*Text shown*

★ ★ ★ ★

Keywords: NaCl salinity; pearl millet; mycorrhiza; CO2 uptake; photochemistry; chlorophyll content
One of the most common agricultural problems in arid and semi-arid regions is soil salinity, which reduces the productivity of crops in these regions [1]. The main factor responsible for increasing soil salinity is the use of saline water for irrigation in agricultural lands [2]. Therefore, improving plant tolerance to salinity is very important for increasing plant growth in agricultural areas [3]. Salinity has double effects on the physiological processes of plants. It lowers the water available to the roots and accumulates ions in specific tissues to toxic levels [4]. As a result, salinity limits most commercial crop growth and productivity worldwide [5,6].
Salinity is known for its adverse effects on plant growth and development [7–9]. It reduces leaf development and extension, the number of leaves, leaf area, plant height and the dry weights of roots and shoots [10]. Ashoaibi et al. [11] found that salinity of 400 mM NaCl significantly reduced leaf extension, leaf area, number of leaves, plant height, fresh and dry weights of shoots and roots, and the chlorophyll of Pennisetum purpureum compared to the control plants. The average reductions of all growth parameters ranged between 45% to 72% when NaCl was increased from 0 mM to 400 mM. Furthermore, photosynthesis is another considerable factor affecting the productivity of crops. Saline stress can limit photosynthesis by lowering the availability of CO2 by restricting diffusion through stomata and the mesophyll, consequently breaking down the reaction centre of Photosystems II and disrupting electron transfer of electrons from Photosystem II to Photosystem I [12,13]. These adverse results reduce the capacity of photosynthesis and inhibit the growth of crops. Furthermore, saline stress inhibits the synthesis of photosynthetic pigment and, as a result, chlorophyll content decreases for many crops in different regions when they grow under saline conditions [14–16].

★ ★ ★ ★

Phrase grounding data
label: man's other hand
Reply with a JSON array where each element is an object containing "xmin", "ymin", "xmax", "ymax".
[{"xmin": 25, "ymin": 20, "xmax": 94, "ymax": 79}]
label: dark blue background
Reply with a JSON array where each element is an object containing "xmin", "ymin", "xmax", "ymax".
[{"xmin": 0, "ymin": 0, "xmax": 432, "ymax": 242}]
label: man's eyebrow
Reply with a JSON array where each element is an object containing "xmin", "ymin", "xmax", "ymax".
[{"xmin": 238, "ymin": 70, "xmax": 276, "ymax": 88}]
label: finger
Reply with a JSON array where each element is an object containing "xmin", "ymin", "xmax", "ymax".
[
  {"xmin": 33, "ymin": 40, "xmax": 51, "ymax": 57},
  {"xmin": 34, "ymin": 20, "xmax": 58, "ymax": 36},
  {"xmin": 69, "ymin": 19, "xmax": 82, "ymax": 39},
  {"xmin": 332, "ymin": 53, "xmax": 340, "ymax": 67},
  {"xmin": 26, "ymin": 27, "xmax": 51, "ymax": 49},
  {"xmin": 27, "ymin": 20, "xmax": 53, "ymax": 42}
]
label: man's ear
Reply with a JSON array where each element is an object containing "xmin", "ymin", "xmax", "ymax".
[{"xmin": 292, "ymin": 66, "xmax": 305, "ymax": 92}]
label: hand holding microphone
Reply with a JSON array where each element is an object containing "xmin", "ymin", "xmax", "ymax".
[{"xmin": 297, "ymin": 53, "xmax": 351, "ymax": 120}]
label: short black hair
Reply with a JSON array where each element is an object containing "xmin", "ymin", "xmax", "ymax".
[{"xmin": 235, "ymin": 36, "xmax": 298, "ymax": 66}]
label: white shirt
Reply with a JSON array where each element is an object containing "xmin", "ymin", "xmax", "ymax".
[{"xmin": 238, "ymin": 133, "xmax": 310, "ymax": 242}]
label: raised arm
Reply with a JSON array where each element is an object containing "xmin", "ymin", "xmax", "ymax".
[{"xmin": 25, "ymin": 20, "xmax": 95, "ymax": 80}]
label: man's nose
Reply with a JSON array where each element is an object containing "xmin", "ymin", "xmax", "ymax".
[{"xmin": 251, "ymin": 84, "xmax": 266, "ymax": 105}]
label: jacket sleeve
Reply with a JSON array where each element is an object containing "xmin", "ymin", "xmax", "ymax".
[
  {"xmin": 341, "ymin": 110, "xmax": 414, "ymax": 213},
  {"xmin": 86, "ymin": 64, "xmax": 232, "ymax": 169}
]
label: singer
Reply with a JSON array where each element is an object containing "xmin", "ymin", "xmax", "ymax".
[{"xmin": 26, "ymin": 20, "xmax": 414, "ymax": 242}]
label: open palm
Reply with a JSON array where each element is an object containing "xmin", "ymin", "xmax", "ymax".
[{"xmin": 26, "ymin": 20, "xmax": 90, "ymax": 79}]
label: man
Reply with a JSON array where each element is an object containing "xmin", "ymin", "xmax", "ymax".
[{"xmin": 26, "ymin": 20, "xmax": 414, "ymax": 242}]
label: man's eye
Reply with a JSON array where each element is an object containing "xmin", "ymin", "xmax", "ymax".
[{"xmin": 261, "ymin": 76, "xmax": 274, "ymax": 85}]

★ ★ ★ ★

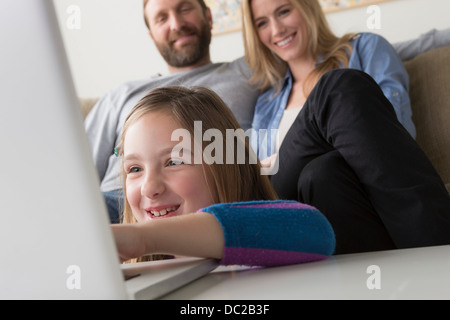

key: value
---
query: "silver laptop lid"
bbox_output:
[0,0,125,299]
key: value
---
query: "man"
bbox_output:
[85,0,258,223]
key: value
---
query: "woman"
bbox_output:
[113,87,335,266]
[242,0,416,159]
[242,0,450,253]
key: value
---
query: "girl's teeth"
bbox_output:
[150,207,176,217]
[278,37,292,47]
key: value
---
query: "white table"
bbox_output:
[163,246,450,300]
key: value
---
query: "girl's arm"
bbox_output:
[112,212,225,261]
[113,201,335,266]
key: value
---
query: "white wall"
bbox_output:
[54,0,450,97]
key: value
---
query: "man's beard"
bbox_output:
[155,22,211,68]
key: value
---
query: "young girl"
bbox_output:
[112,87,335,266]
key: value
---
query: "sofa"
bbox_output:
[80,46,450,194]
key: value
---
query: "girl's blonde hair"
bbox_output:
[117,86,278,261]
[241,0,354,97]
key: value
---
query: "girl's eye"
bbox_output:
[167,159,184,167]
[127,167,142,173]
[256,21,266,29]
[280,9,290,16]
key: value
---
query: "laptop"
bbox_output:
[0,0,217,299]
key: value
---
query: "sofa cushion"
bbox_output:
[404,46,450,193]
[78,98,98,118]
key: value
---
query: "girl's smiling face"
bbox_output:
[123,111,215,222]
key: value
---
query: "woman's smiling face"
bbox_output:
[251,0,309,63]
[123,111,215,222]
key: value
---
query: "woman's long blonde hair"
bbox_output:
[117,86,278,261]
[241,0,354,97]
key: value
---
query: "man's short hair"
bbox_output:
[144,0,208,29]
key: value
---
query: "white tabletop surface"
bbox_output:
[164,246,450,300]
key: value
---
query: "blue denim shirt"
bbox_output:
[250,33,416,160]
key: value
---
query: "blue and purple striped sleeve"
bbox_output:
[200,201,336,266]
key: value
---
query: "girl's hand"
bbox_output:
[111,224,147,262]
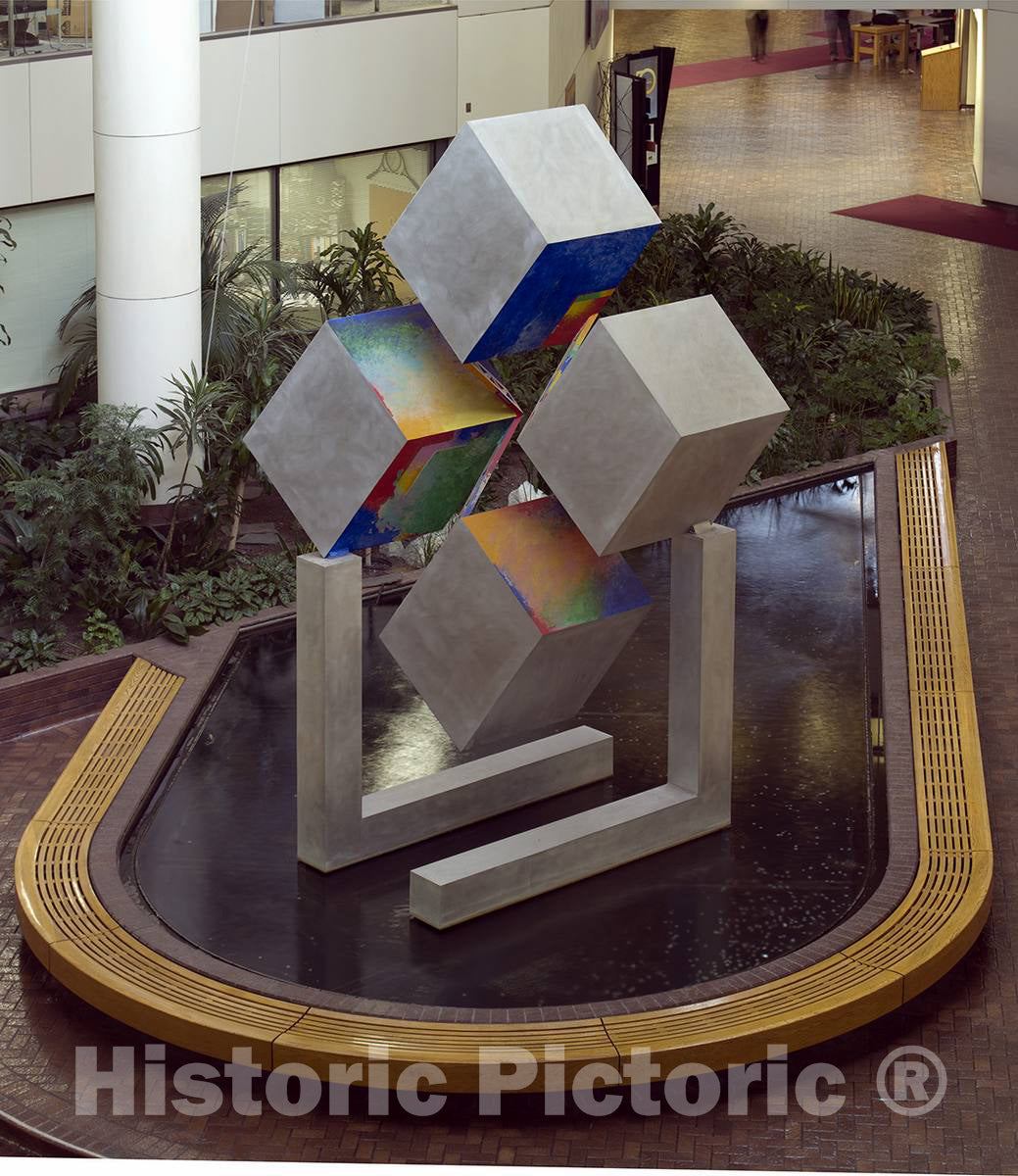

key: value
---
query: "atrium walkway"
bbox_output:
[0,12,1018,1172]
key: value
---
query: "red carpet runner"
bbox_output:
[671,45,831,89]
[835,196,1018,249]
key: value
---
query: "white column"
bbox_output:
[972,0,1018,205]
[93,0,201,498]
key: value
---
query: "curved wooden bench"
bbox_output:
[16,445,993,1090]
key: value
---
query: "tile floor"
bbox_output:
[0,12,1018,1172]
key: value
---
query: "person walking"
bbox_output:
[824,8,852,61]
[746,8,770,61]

★ ★ ★ ★

*Problem set*
#1 Reproduce the stretch from "Keywords: NaCl salinity;" through "productivity worldwide [5,6]." in the text on soil salinity.
#2 Translate this sentence from the text on soil salinity into Spanish: "Salinity has double effects on the physiological processes of plants."
The rows play no part in what is asked here.

*Outputs for the tasks*
#1
Keywords: NaCl salinity; pearl millet; mycorrhiza; CO2 uptake; photochemistry; chlorophyll content
One of the most common agricultural problems in arid and semi-arid regions is soil salinity, which reduces the productivity of crops in these regions [1]. The main factor responsible for increasing soil salinity is the use of saline water for irrigation in agricultural lands [2]. Therefore, improving plant tolerance to salinity is very important for increasing plant growth in agricultural areas [3]. Salinity has double effects on the physiological processes of plants. It lowers the water available to the roots and accumulates ions in specific tissues to toxic levels [4]. As a result, salinity limits most commercial crop growth and productivity worldwide [5,6].

#2 La salinidad tiene efectos dobles sobre los procesos fisiológicos de las plantas.